▸ Aim of the task:
Leave out any pictures and transcribe all other data below exactly.
☆ ☆ ☆
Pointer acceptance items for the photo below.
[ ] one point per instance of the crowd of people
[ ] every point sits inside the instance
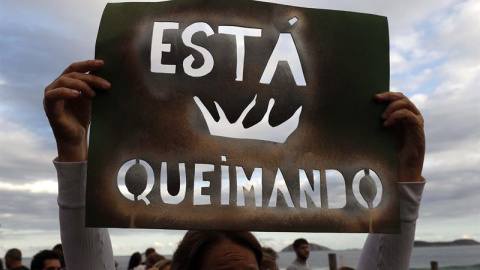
(48, 259)
(153, 261)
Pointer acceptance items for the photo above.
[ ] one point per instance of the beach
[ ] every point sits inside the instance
(448, 258)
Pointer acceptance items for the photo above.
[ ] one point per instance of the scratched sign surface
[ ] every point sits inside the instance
(241, 115)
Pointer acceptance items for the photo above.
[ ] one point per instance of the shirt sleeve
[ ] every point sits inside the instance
(84, 248)
(392, 251)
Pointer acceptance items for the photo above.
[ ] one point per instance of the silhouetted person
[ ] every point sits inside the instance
(135, 262)
(210, 250)
(46, 259)
(59, 250)
(148, 251)
(302, 250)
(13, 260)
(152, 259)
(269, 259)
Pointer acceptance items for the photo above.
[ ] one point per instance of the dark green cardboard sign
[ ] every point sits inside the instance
(241, 115)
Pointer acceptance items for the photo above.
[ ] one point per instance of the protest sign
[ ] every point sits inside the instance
(241, 115)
☆ ☆ ☆
▸ Full output:
Pointer acceptance items for the photo below.
[ ] one point per instance of the crowd of people
[ ] every point sits inside the instance
(48, 259)
(153, 261)
Pointer acceptance items for the photo above.
[ ] one point per instance of the beach
[ ] every point sits inside the instance
(448, 258)
Pointer acceptance items for the photo above.
[ ] one point per instance of the scratched sign surface
[ ] every point sits inside the instance
(241, 115)
Pointer acceptance items for the photo above.
[ ] one point per instance of the shirt sleeve
[ ] every point sits inside the instance
(84, 248)
(392, 251)
Pointer acceptance items for the photo above.
[ ] one point per instance of the silhouetted person
[ ] every point sits inside the instance
(135, 262)
(210, 250)
(46, 259)
(59, 250)
(148, 251)
(302, 250)
(13, 260)
(152, 259)
(269, 259)
Pointer acceptance items for the photo above.
[ ] one point per instance of the dark green cardboard sign
[ ] every point sits inside the instance
(241, 115)
Pointer acceptance items for the photo above.
[ ] one point per instance of the protest sign
[ ] every point sits inside the instance
(241, 115)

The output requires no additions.